■ **TASK REQUIREMENTS**
Return the full material exactly.

[Coordinate annotation entries]
[Start]
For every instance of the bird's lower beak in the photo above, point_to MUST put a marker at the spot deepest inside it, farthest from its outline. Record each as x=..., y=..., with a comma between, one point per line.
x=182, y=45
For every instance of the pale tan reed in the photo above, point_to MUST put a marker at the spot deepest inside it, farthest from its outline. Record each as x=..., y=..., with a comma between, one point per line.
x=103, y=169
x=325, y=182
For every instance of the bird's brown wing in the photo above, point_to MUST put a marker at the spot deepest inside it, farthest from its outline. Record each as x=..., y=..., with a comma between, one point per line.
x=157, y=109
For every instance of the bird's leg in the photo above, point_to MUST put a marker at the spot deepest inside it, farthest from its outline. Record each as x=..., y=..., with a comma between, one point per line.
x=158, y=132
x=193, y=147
[End]
■ **WRITTEN RESPONSE**
For every instance of the bird's lower beak in the photo above, point_to MUST put a marker at the spot deepest inside it, farthest from its outline. Record each as x=..., y=..., with a comma between, one point per line.
x=182, y=45
For every instance of the pale tan reed in the photo above, point_to MUST put a marker at the spot deepest inside it, farthest from its outline. Record each as x=..., y=..., with a comma between, one point per line.
x=103, y=169
x=325, y=182
For every instance of the bird's brown wing in the photo above, point_to MUST put a marker at the spot deepest inside it, farthest from its outline. Record each as x=..., y=..., with a comma between, one point per line.
x=157, y=109
For every instance of the bird's leg in the photo above, point_to MUST put a marker at the spot deepest inside it, farthest from its outline. Record each as x=..., y=..., with a comma between, one point per line.
x=158, y=132
x=193, y=147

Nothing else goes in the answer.